Everything from the line that contains "Please pin the moth antenna" through the final line of the records should be written out exactly, and nothing outside that span.
===== Records to use =====
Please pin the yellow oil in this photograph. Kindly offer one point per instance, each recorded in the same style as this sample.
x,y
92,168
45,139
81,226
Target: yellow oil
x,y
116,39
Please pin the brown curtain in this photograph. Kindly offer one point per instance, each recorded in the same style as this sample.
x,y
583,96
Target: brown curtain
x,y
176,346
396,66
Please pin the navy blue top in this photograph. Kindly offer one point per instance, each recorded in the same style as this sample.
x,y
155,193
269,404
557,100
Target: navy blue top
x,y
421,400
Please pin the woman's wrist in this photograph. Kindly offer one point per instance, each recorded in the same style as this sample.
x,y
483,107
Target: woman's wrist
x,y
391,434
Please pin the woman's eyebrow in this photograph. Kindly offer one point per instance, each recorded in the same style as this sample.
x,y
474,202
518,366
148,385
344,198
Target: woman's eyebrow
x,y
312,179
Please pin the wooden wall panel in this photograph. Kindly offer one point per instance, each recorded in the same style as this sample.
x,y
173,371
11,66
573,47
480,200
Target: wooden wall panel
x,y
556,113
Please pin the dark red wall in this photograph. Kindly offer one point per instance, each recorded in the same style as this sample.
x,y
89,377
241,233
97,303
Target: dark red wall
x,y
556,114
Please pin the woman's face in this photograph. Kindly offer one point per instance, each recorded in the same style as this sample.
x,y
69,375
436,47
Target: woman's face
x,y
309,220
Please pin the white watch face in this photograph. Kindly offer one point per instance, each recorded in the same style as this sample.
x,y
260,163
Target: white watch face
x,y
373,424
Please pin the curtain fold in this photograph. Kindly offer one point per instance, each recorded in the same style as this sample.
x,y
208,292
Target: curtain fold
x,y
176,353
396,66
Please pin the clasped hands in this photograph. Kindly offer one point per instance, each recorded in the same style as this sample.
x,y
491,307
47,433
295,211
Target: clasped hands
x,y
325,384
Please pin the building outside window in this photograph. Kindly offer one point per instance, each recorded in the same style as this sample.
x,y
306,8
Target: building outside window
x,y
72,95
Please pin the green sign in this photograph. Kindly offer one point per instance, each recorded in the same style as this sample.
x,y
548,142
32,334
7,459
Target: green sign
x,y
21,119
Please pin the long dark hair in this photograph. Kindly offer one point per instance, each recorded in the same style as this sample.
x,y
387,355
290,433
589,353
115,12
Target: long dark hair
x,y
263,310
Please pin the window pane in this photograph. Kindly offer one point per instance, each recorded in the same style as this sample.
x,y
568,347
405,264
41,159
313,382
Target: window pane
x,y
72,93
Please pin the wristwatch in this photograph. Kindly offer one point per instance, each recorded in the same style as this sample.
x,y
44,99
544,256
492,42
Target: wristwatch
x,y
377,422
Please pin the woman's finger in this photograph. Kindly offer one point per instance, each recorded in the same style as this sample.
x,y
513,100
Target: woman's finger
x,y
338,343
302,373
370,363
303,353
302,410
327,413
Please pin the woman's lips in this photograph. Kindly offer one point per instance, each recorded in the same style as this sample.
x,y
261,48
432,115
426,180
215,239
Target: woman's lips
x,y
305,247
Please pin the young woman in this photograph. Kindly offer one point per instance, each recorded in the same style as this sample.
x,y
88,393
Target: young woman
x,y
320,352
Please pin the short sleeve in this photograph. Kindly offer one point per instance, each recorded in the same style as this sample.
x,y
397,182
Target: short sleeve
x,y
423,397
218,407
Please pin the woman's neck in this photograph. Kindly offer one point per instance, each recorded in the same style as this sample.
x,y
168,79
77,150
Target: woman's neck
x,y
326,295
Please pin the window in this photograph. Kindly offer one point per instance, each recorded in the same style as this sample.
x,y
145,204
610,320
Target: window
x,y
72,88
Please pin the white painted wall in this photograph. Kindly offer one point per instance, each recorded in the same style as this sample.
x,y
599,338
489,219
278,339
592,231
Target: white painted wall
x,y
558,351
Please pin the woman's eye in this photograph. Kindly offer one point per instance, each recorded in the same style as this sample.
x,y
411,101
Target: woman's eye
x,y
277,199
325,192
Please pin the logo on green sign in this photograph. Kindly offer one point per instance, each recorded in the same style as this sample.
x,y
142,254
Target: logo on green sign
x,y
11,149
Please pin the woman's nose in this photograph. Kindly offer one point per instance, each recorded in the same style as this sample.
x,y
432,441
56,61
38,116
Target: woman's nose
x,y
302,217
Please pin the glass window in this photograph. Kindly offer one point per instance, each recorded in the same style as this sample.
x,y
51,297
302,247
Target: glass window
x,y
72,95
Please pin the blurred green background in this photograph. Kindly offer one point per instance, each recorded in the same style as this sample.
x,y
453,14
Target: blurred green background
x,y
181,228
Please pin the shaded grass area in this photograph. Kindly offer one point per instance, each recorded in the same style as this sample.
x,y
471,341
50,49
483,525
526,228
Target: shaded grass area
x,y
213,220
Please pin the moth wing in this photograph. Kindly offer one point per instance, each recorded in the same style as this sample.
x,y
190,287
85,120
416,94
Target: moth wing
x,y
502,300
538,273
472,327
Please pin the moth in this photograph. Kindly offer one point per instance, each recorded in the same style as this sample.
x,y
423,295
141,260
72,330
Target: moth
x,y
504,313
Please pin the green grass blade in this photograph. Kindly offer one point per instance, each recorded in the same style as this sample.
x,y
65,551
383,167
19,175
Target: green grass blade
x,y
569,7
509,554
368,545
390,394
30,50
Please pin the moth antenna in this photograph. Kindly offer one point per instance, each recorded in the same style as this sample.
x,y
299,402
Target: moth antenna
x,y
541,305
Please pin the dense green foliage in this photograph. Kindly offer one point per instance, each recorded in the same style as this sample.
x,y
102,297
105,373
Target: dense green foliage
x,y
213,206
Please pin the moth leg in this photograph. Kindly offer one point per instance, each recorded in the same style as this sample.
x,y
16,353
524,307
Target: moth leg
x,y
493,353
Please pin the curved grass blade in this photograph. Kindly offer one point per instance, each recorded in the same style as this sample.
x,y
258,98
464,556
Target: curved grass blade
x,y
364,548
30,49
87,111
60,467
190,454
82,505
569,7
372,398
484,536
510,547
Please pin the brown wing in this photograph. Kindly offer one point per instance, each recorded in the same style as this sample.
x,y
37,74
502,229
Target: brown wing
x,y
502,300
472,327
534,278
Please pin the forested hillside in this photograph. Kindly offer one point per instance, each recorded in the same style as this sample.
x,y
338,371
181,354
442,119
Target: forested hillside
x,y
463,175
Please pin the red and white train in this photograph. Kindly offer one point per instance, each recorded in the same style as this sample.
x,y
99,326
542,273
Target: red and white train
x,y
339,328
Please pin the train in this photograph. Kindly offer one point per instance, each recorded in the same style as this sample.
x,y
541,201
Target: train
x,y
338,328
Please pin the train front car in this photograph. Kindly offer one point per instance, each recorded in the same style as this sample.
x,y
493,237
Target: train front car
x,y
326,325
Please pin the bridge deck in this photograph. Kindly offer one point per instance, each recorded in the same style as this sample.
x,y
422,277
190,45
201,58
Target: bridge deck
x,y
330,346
=====
▶ **Full solution**
Please pin the moth antenna in this photograph. Kindly offer one point per instance, each recorded in the same style as this sample.
x,y
299,402
Target: moth antenna
x,y
541,305
Please pin the dense green foliage in this photograph. Kindly offer one point per instance, each recorded in the same style as this sample.
x,y
102,297
105,373
Target: dense green foliage
x,y
213,206
Please pin the moth leg in this photograph. Kindly offer one point per instance, each recorded in the same style as this sample.
x,y
16,353
524,307
Target: moth leg
x,y
493,353
Please pin the curved grass blade in this photograph. Kindly offer one point per instance, each recorded in the same style as this sample.
x,y
258,98
464,556
Target: curved grass blade
x,y
364,548
30,49
87,111
60,467
190,454
82,505
569,7
372,398
484,536
510,547
Please pin the brown wing in this photograph. Kindly offer one point per instance, each recorded in the same style as this sample.
x,y
37,74
502,229
Target: brown wing
x,y
502,300
472,327
534,278
Please pin the forested hillside in this photograph. Kindly offer one point per instance, each recorded in the same style as this sample.
x,y
338,371
181,354
442,119
Target: forested hillside
x,y
463,175
Please pin the red and white train in this photograph. Kindly offer one point per instance, each recorded in the same style as this sample.
x,y
99,326
542,273
Target: red and white train
x,y
339,328
Please pin the train in this photograph. Kindly offer one point per instance, each recorded in the same style as this sample.
x,y
541,201
Target: train
x,y
338,328
Please pin the train front car in this photograph. Kindly offer one point per instance, each recorded in the same style as this sample.
x,y
493,237
Target: train front car
x,y
326,325
Please pin the bridge deck in this photograph. Kindly offer one point per instance, each recorded in the same style as this sample.
x,y
422,277
190,45
201,58
Target: bridge deck
x,y
330,346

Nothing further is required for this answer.